Segment Start: Supplied data
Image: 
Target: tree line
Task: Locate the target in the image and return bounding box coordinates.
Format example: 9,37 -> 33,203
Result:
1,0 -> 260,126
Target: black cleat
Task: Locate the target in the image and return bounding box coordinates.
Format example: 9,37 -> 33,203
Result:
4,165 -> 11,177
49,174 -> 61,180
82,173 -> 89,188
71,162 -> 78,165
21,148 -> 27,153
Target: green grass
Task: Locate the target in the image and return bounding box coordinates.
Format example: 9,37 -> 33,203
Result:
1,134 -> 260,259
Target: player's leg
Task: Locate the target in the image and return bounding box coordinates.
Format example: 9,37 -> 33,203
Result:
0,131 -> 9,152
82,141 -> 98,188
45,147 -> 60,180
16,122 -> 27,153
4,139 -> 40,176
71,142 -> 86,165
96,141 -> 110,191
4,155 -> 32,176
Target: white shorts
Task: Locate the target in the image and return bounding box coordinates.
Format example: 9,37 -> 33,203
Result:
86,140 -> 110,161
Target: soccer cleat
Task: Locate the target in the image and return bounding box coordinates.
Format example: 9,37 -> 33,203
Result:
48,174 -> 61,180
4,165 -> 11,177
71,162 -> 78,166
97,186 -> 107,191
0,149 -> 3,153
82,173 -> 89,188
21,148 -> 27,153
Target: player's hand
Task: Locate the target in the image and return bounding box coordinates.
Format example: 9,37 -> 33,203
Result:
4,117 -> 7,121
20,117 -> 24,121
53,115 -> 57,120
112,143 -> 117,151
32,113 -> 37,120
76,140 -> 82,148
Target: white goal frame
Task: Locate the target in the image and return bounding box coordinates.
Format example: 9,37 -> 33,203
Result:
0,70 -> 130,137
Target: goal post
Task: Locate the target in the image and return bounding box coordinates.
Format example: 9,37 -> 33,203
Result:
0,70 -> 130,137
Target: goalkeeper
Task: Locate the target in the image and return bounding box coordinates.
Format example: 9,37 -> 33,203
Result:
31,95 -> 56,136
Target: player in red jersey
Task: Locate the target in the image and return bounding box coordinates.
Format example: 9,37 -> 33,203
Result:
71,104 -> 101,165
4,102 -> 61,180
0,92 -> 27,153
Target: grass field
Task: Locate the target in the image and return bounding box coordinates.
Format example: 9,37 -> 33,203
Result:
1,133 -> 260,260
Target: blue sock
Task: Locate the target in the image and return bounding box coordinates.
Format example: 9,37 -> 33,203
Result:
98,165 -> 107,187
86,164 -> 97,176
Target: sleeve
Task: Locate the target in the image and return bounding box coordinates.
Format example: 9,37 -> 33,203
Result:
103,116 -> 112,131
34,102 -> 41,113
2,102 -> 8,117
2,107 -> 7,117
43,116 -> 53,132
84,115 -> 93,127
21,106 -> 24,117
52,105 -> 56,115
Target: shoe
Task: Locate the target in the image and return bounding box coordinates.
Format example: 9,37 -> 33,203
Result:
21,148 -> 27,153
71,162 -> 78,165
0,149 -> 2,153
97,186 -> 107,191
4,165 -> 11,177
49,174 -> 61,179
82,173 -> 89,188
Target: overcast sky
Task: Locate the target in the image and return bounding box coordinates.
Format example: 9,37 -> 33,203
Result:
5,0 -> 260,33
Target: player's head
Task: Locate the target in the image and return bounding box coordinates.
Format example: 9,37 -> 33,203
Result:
Segment End: Supplied data
Work order
Your response should consist of the records, printed exactly.

Answer to this exercise
Image: 
Target: tree line
Task: Locate the target in the image and return bounding box coordinates.
Format example: 9,37 -> 33,203
Result:
1,0 -> 260,126
Target: black cleat
Task: Locate the target in the image and return bounding box coordinates.
Format example: 9,37 -> 33,203
Result:
4,165 -> 11,177
49,174 -> 61,180
82,173 -> 89,188
71,162 -> 78,165
21,148 -> 27,153
Target: green grass
Task: Locate the target in the image and return bounding box coordinates.
Format example: 9,37 -> 33,203
Result:
1,134 -> 260,259
Target: player's leg
Task: Locate the target in the image and return bounding box coordinates.
Format example: 9,37 -> 33,203
Result:
0,131 -> 9,152
82,141 -> 98,188
45,147 -> 60,180
16,122 -> 27,153
4,139 -> 40,176
71,142 -> 86,165
96,141 -> 110,191
4,155 -> 32,176
Target: white shorts
Task: Locate the target in the image and return bounding box coordinates.
Format example: 9,37 -> 33,203
Result:
86,140 -> 110,161
Target: soccer cleat
Task: Locate the target in the image and return bounding box coordinates.
Format example: 9,37 -> 33,203
Result:
48,174 -> 61,180
4,165 -> 11,177
71,162 -> 78,166
97,186 -> 107,191
0,149 -> 3,153
82,173 -> 89,188
21,148 -> 27,153
Target: player's hand
Task: Locate the target in the image and return bounding box coordinates.
Format example: 9,37 -> 33,203
Result:
4,117 -> 7,121
20,117 -> 24,121
53,115 -> 57,120
112,143 -> 117,151
32,113 -> 37,120
76,140 -> 82,148
Target: white goal frame
Task: Locate the target in the image and return bounding box coordinates.
Format example: 9,37 -> 33,203
Result:
0,70 -> 130,137
Target: goal post
Task: Locate the target in the image and return bounding box coordinates.
Format example: 9,37 -> 33,203
Result:
0,70 -> 130,137
Target: goalkeeper
Task: Locate the target in the image and return bounding box coordinates.
Format example: 9,37 -> 33,203
Result:
31,95 -> 56,136
Target: player in red jersey
Task: Locate the target in the image and return bounding box coordinates.
Format example: 9,37 -> 33,203
Result:
71,104 -> 101,165
4,102 -> 61,180
0,92 -> 27,153
Target: grass field
Task: Locate the target in the image and return bounding box coordinates.
Format example: 9,37 -> 33,203
Result:
1,133 -> 260,260
Target: blue sock
Task: Locate the target in the image and return bounding box coordinates.
Format example: 9,37 -> 33,203
Result:
98,165 -> 107,187
86,164 -> 97,176
Target: sleeve
Task: Locate the target in the image and return bounding box coordinates.
Format example: 9,37 -> 33,203
Result:
103,116 -> 112,131
34,102 -> 41,113
2,102 -> 8,117
2,107 -> 7,117
43,116 -> 53,132
84,115 -> 93,127
21,106 -> 24,117
52,105 -> 56,115
Target: shoe
Task: Locate the target in the image and return bounding box coordinates.
Format example: 9,37 -> 33,203
Result:
21,148 -> 27,153
71,162 -> 78,165
0,149 -> 2,153
97,186 -> 107,191
4,165 -> 11,177
49,174 -> 61,179
82,173 -> 89,188
Target: overcast sky
Task: Locate the target in the image and return bounding box coordinates.
Format example: 9,37 -> 33,203
Result:
5,0 -> 260,33
Target: player's head
Task: Locate the target in the image and return bounding box coordinates.
Format example: 9,37 -> 33,203
Result:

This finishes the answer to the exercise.